EXERCISE: Could you recast the lines of the material below, starting at the line that contains "Robotic grasping planner here. I need to pick up the clock" and ending at the line that contains "881,649,991,704", as a JSON list of strings with one string per line and blank lines omitted?

MATERIAL TO PROCESS:

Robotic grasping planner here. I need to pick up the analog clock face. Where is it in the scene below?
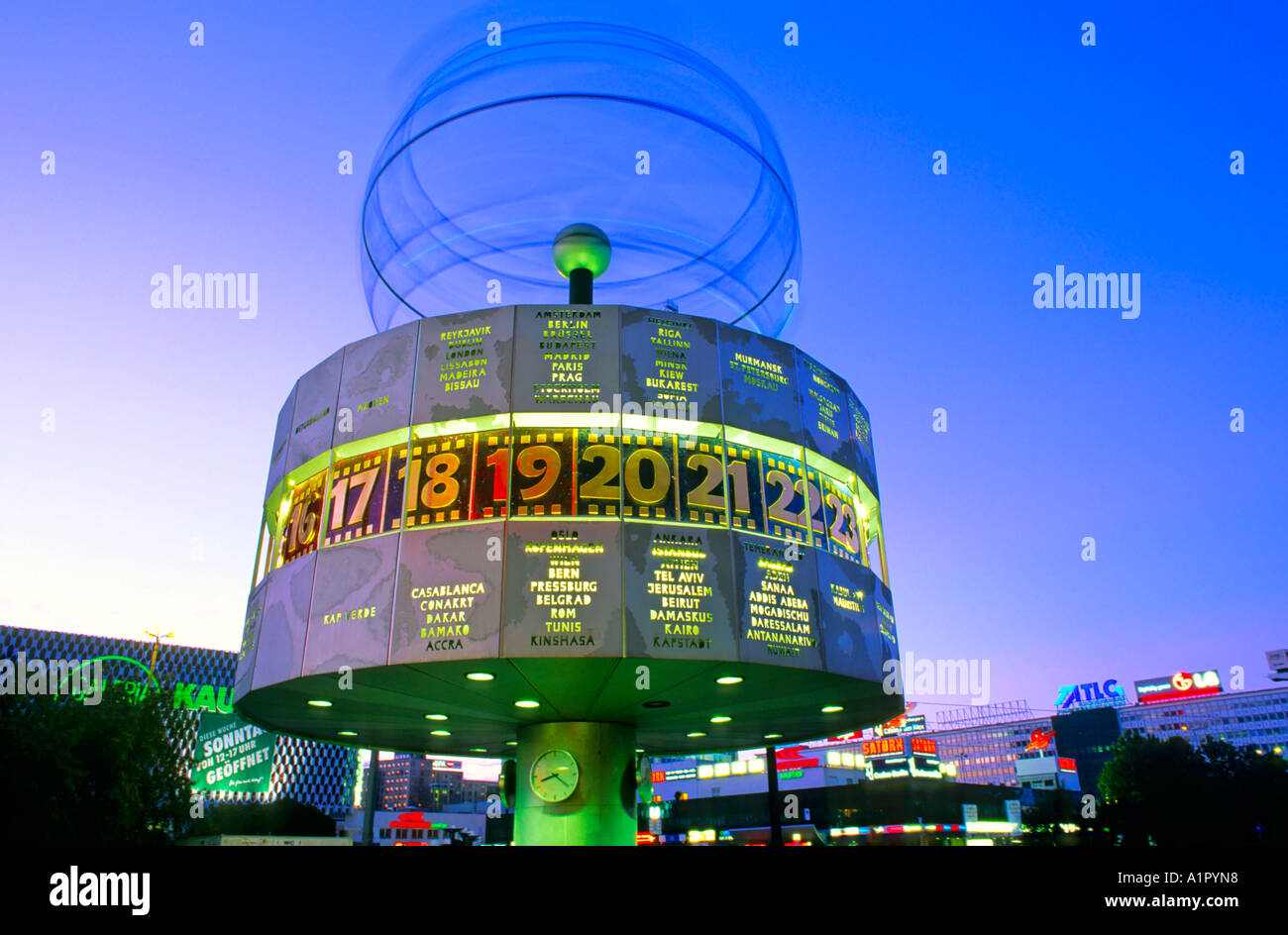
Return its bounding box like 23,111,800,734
531,750,579,802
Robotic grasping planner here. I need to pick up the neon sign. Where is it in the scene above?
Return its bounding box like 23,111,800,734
1055,678,1127,711
1136,669,1221,704
1024,728,1055,754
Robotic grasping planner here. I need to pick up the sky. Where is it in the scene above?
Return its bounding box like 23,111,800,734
0,0,1288,715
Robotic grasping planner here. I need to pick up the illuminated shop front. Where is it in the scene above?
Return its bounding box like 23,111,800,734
0,627,357,816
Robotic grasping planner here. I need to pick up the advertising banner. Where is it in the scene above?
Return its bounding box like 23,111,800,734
192,711,277,793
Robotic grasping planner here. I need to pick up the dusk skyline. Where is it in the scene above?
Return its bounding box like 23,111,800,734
0,3,1288,722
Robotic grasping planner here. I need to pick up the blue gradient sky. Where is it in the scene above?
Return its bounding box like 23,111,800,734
0,0,1288,726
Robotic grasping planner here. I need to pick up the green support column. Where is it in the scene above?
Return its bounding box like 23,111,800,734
514,721,636,846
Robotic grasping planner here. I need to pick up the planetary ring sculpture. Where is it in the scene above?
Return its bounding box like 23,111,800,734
235,25,903,845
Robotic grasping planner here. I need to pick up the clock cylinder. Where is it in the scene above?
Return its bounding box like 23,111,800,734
514,721,636,846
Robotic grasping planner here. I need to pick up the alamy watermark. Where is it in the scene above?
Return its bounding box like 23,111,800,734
1033,265,1140,319
0,652,103,704
151,266,259,321
881,649,991,704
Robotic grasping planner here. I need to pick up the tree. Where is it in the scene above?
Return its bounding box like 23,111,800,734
0,685,188,845
1100,733,1288,845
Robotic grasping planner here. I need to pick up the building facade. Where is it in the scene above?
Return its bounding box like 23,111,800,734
0,626,358,818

EXERCISE RESULT:
[
  "Robotic grasping planner here. I need to pick up the clock cylinder. Where is it in the scene above?",
  "Return its bounding box like 23,111,800,734",
  "514,721,636,846",
  "Robotic grasping planner here. I need to pick up the alamy watermark. Where is it in the scene above?",
  "Return its bounding box like 23,111,800,734",
  "1033,265,1140,319",
  "0,652,103,704",
  "151,266,259,321",
  "881,649,991,704"
]